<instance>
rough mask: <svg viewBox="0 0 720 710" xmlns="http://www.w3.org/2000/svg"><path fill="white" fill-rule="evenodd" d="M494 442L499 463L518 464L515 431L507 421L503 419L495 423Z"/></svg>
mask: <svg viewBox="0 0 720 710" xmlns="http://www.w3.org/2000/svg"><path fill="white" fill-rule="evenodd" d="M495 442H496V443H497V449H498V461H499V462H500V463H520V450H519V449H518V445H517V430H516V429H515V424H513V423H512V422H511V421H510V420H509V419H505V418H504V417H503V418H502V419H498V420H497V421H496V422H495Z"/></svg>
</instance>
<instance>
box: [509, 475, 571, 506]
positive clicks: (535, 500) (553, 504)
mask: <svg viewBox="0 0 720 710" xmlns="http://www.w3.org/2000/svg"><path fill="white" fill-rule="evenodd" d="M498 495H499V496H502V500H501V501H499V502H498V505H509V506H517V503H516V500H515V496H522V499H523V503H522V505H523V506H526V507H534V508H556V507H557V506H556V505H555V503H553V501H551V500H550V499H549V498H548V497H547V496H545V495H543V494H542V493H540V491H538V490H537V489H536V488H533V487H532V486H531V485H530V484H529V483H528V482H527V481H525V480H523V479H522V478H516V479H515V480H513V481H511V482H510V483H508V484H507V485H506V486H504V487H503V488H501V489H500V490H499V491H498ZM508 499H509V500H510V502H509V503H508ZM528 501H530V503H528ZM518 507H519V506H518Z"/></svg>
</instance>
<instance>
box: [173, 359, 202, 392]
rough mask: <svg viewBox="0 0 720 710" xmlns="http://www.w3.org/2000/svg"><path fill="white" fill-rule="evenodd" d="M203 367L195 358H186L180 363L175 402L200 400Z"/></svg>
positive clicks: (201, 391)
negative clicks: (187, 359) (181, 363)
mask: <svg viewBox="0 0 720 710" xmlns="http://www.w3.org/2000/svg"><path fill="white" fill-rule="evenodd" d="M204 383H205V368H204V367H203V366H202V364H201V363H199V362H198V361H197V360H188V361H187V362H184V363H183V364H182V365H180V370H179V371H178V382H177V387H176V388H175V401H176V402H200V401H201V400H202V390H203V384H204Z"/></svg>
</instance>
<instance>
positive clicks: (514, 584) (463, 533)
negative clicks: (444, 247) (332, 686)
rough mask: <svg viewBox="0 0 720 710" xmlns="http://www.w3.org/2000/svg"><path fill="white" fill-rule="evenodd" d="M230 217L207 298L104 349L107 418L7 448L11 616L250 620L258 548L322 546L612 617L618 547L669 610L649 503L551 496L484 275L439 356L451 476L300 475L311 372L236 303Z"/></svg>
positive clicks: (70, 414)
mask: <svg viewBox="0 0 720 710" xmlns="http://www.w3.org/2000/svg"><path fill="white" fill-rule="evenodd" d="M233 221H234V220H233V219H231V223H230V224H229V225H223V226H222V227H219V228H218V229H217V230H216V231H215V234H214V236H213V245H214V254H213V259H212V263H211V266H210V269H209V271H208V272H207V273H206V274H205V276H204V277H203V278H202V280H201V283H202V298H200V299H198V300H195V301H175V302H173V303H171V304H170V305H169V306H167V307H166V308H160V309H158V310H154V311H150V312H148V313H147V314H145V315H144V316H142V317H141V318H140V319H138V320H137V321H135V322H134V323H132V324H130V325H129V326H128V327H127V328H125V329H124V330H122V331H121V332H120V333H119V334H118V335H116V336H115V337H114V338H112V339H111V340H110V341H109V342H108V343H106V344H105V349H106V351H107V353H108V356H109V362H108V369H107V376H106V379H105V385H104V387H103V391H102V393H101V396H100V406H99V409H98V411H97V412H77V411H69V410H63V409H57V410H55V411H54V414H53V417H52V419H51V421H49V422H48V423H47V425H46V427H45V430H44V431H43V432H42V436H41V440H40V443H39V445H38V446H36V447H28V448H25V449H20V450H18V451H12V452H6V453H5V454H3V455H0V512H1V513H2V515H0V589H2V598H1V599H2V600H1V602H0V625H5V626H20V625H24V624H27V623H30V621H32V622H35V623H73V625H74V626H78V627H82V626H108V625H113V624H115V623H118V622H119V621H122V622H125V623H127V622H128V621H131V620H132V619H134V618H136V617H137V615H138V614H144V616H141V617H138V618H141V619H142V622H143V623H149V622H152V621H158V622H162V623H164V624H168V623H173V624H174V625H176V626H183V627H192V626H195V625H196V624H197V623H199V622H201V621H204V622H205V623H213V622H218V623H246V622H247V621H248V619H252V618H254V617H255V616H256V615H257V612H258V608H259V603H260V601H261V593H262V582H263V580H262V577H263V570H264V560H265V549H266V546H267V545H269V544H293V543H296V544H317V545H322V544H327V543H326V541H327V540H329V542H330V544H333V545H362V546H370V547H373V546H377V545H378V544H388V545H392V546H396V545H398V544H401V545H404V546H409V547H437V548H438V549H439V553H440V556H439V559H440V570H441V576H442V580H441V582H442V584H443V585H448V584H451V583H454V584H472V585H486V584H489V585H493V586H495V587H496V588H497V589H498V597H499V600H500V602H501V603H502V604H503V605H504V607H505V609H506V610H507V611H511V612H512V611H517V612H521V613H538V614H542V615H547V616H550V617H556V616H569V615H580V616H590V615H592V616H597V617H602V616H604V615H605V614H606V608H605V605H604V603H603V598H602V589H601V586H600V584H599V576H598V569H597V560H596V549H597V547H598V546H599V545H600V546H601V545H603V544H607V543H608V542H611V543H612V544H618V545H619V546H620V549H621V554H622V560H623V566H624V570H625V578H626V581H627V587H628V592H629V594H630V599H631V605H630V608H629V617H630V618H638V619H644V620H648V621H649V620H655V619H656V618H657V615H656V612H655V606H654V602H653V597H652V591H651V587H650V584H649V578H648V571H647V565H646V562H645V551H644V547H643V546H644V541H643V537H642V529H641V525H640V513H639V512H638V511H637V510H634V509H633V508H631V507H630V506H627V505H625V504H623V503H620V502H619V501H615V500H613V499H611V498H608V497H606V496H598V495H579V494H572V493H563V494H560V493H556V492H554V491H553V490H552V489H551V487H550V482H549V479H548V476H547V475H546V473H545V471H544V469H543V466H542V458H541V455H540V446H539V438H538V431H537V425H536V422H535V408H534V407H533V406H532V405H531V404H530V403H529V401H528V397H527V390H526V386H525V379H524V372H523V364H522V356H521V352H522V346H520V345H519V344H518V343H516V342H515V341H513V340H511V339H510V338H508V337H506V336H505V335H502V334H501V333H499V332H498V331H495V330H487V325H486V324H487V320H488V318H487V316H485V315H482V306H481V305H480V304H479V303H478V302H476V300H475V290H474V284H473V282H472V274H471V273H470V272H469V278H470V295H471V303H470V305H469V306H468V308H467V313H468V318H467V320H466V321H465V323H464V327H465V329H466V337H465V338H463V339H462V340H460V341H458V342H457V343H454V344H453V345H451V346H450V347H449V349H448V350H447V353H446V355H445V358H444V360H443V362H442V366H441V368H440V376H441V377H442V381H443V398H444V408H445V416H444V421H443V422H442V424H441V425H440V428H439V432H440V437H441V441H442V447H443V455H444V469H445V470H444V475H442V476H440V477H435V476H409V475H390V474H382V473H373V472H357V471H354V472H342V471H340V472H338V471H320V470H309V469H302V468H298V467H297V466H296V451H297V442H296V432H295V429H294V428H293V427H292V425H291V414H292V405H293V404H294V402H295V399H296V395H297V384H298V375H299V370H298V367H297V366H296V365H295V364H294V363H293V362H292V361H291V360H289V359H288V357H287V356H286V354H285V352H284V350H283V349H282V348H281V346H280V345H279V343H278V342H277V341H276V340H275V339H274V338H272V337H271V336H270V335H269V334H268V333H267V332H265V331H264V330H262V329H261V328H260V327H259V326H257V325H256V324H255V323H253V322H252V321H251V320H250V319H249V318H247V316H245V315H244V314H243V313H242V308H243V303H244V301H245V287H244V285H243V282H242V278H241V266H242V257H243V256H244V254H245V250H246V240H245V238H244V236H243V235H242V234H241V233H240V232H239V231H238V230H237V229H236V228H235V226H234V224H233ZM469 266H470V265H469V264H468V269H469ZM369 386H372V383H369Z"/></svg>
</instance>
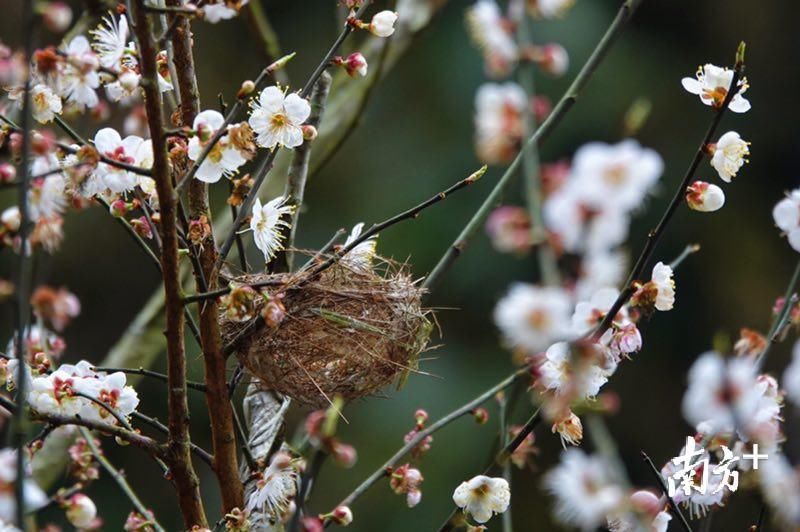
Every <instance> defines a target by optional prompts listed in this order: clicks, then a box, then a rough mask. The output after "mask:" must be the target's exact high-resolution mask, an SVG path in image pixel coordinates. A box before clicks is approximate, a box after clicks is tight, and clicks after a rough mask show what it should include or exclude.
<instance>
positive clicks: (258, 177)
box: [215, 2, 369, 270]
mask: <svg viewBox="0 0 800 532" xmlns="http://www.w3.org/2000/svg"><path fill="white" fill-rule="evenodd" d="M367 7H369V3H368V2H364V3H363V4H362V5H361V7H359V9H358V11H357V12H356V14H355V18H358V17H360V16H361V15H362V14H363V13H364V11H366V10H367ZM353 30H354V27H353V26H351V25H350V24H349V23H346V24H345V26H344V29H342V32H341V33H340V34H339V37H338V38H337V39H336V41H335V42H334V43H333V46H331V49H330V50H328V53H327V54H326V55H325V57H324V58H323V60H322V61H321V62H320V64H319V65H318V66H317V68H316V69H315V70H314V72H313V73H312V74H311V77H310V78H308V81H306V84H305V85H304V86H303V90H301V91H300V97H301V98H306V97H307V96H308V95H309V94H310V93H311V89H312V88H313V87H314V84H315V83H316V82H317V80H318V79H319V77H320V76H321V75H322V73H323V72H324V71H325V69H326V68H328V67H329V66H330V62H331V59H332V58H333V56H334V55H336V53H337V52H338V51H339V47H340V46H341V45H342V44H343V43H344V41H345V39H347V36H348V35H350V33H352V32H353ZM277 154H278V149H277V148H275V149H273V150H272V151H271V152H270V153H269V154H268V155H267V156H266V158H265V159H264V161H263V162H262V163H261V166H259V168H258V170H257V171H256V173H255V176H256V177H255V178H254V180H253V187H252V188H251V189H250V192H248V194H247V196H246V197H245V198H244V201H243V202H242V205H241V207H240V209H239V215H238V216H237V217H236V219H235V220H234V221H233V226H232V227H231V231H230V233H229V234H228V236H227V237H226V238H225V240H224V242H223V244H222V246H221V247H220V250H219V258H218V260H217V267H216V268H215V269H217V270H218V269H219V267H220V266H221V265H222V262H223V261H224V260H225V258H226V257H227V256H228V253H229V252H230V250H231V247H232V246H233V243H234V241H235V239H236V233H237V232H238V231H239V227H241V225H242V224H243V223H244V220H245V219H246V218H247V217H248V216H250V210H251V207H252V206H253V202H254V201H255V199H256V197H258V191H259V189H260V188H261V185H262V184H263V183H264V179H266V177H267V174H268V173H269V171H270V170H271V169H272V165H273V163H274V162H275V157H276V155H277Z"/></svg>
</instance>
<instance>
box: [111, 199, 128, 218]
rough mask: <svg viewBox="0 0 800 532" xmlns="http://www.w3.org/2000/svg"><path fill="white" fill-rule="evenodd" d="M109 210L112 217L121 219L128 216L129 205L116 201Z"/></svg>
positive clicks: (124, 203) (114, 201) (111, 204)
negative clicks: (128, 205) (110, 213)
mask: <svg viewBox="0 0 800 532" xmlns="http://www.w3.org/2000/svg"><path fill="white" fill-rule="evenodd" d="M108 210H109V211H110V212H111V216H114V217H116V218H120V217H122V216H125V214H127V212H128V204H127V203H125V201H124V200H121V199H118V200H114V201H113V202H111V205H110V206H109V209H108Z"/></svg>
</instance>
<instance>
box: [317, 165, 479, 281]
mask: <svg viewBox="0 0 800 532" xmlns="http://www.w3.org/2000/svg"><path fill="white" fill-rule="evenodd" d="M485 172H486V166H483V167H482V168H480V169H479V170H478V171H476V172H474V173H472V174H471V175H470V176H468V177H467V178H465V179H462V180H461V181H459V182H458V183H456V184H455V185H453V186H451V187H450V188H448V189H447V190H444V191H442V192H439V193H438V194H436V195H435V196H431V197H430V198H428V199H427V200H425V201H423V202H422V203H420V204H419V205H417V206H415V207H412V208H410V209H408V210H406V211H403V212H401V213H400V214H397V215H395V216H392V217H391V218H389V219H387V220H384V221H383V222H380V223H377V224H373V225H372V227H370V228H369V229H367V230H366V231H365V232H363V233H362V234H361V235H360V236H359V237H358V238H355V239H354V240H353V241H352V242H350V243H349V244H348V245H346V246H343V247H342V248H341V249H340V250H339V251H337V252H336V253H334V254H333V255H331V256H330V257H329V258H328V259H327V260H325V261H324V262H322V263H320V264H318V265H317V266H314V267H312V268H311V269H310V270H309V275H308V277H306V280H308V279H311V278H313V277H315V276H317V275H319V274H320V273H322V272H323V271H325V270H327V269H328V268H330V267H331V266H333V265H334V264H335V263H336V262H337V261H338V260H339V259H341V258H342V257H344V256H345V255H347V254H348V253H349V252H350V251H352V250H353V249H354V248H355V247H356V246H358V245H359V244H361V243H363V242H366V241H367V240H369V239H370V238H372V237H373V236H375V235H377V234H378V233H380V232H381V231H383V230H384V229H387V228H389V227H391V226H393V225H395V224H397V223H399V222H402V221H405V220H411V219H415V218H416V217H417V216H419V214H420V213H421V212H422V211H424V210H425V209H427V208H428V207H430V206H432V205H436V204H437V203H439V202H440V201H443V200H445V199H447V197H448V196H450V194H453V193H454V192H458V191H459V190H461V189H463V188H466V187H468V186H470V185H471V184H473V183H475V182H476V181H478V180H479V179H480V178H481V176H483V174H484V173H485Z"/></svg>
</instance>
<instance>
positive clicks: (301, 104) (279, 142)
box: [249, 86, 311, 149]
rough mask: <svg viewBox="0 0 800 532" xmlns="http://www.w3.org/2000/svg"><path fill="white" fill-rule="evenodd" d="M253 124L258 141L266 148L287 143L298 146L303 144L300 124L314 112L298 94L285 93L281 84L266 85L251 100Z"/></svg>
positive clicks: (307, 101)
mask: <svg viewBox="0 0 800 532" xmlns="http://www.w3.org/2000/svg"><path fill="white" fill-rule="evenodd" d="M251 107H252V108H253V111H252V112H251V113H250V119H249V123H250V127H251V128H253V131H254V132H255V133H256V135H257V136H256V142H257V143H258V145H259V146H262V147H264V148H270V149H272V148H274V147H275V146H278V145H280V146H284V147H286V148H296V147H297V146H300V145H301V144H302V143H303V130H302V128H301V127H300V126H301V125H302V124H303V122H305V121H306V120H307V119H308V116H309V115H310V114H311V106H310V105H309V103H308V101H307V100H305V99H303V98H301V97H300V95H298V94H297V93H294V92H292V93H289V94H284V92H283V91H282V90H281V89H279V88H278V87H275V86H272V87H266V88H265V89H264V90H263V91H261V94H260V95H259V97H258V101H253V102H251Z"/></svg>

════════════════════

Reproduce the material verbatim, from the line containing "124L258 141L266 148L287" through the end of the material.

### TASK OUTPUT
rough mask: <svg viewBox="0 0 800 532" xmlns="http://www.w3.org/2000/svg"><path fill="white" fill-rule="evenodd" d="M253 124L258 141L266 148L287 143L298 146L303 144L300 124L314 112L298 94L285 93L281 84L266 85L251 100Z"/></svg>
positive clicks: (307, 101)
mask: <svg viewBox="0 0 800 532" xmlns="http://www.w3.org/2000/svg"><path fill="white" fill-rule="evenodd" d="M251 107H252V108H253V111H252V112H251V113H250V119H249V123H250V127H251V128H253V131H254V132H255V133H256V135H257V136H256V142H257V143H258V145H259V146H262V147H264V148H270V149H272V148H274V147H275V146H278V145H280V146H284V147H286V148H296V147H297V146H300V145H301V144H302V143H303V130H302V128H301V127H300V126H301V125H302V124H303V122H305V121H306V120H307V119H308V116H309V115H310V114H311V106H310V105H309V103H308V101H307V100H305V99H303V98H301V97H300V95H298V94H297V93H294V92H292V93H289V94H284V92H283V91H282V90H281V89H279V88H278V87H275V86H272V87H266V88H265V89H264V90H263V91H261V94H260V95H259V97H258V101H253V102H251Z"/></svg>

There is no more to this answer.